Identify each line in the material below that contains the word "track", and copy every such line in full.

■ ■ ■

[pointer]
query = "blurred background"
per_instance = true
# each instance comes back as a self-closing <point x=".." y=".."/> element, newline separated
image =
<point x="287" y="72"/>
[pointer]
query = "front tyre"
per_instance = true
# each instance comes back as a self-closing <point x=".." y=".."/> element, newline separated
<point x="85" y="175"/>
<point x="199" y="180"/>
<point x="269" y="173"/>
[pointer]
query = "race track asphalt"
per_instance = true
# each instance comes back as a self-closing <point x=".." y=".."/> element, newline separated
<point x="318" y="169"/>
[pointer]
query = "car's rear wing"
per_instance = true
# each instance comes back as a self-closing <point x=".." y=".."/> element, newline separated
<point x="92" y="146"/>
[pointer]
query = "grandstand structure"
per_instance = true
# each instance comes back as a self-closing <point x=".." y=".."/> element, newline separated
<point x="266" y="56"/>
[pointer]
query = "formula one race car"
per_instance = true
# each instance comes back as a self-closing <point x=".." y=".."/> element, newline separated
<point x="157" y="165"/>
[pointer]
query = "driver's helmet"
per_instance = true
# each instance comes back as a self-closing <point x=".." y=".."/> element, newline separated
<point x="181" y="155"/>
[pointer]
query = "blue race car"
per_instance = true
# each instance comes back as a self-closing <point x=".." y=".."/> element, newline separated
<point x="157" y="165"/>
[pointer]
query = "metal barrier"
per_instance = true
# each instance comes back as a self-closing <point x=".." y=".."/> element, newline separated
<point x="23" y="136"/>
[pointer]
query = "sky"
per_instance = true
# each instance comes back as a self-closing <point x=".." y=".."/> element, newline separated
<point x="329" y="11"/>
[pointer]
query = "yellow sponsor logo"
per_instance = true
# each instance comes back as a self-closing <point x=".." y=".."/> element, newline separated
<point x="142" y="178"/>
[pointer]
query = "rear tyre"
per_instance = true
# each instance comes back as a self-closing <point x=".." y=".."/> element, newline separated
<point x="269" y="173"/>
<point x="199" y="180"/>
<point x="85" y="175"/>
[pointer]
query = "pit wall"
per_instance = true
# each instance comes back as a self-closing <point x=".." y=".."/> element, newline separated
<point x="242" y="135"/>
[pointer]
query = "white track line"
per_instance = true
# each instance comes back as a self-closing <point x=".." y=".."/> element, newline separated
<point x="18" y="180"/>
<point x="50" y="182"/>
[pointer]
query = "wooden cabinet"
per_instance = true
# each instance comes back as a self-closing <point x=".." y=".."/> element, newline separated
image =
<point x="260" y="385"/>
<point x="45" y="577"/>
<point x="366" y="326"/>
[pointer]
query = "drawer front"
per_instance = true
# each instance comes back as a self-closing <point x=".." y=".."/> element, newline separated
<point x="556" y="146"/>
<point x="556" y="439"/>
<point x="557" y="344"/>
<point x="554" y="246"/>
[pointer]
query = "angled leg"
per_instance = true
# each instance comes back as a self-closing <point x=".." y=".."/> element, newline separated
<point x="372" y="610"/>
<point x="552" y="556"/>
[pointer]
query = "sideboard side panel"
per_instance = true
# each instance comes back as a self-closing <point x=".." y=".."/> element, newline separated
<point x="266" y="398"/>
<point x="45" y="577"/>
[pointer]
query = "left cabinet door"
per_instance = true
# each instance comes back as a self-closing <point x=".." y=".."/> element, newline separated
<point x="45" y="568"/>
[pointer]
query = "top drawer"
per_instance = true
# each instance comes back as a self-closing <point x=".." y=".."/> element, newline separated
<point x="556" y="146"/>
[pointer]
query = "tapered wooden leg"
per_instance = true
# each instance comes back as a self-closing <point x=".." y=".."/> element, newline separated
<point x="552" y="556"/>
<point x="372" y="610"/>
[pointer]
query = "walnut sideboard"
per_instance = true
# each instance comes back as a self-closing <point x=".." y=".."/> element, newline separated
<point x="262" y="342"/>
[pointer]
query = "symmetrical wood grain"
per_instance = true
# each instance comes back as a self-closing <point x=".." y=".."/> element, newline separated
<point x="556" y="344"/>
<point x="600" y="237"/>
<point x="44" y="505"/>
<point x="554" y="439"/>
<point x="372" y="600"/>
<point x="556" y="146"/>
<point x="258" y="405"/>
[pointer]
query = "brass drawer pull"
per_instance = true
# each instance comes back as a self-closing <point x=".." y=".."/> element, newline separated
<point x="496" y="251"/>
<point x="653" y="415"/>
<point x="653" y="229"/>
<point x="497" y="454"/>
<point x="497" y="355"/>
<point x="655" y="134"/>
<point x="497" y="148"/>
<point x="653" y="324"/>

■ ■ ■

▶ _FINAL ANSWER_:
query = "race track asphalt"
query = "white track line"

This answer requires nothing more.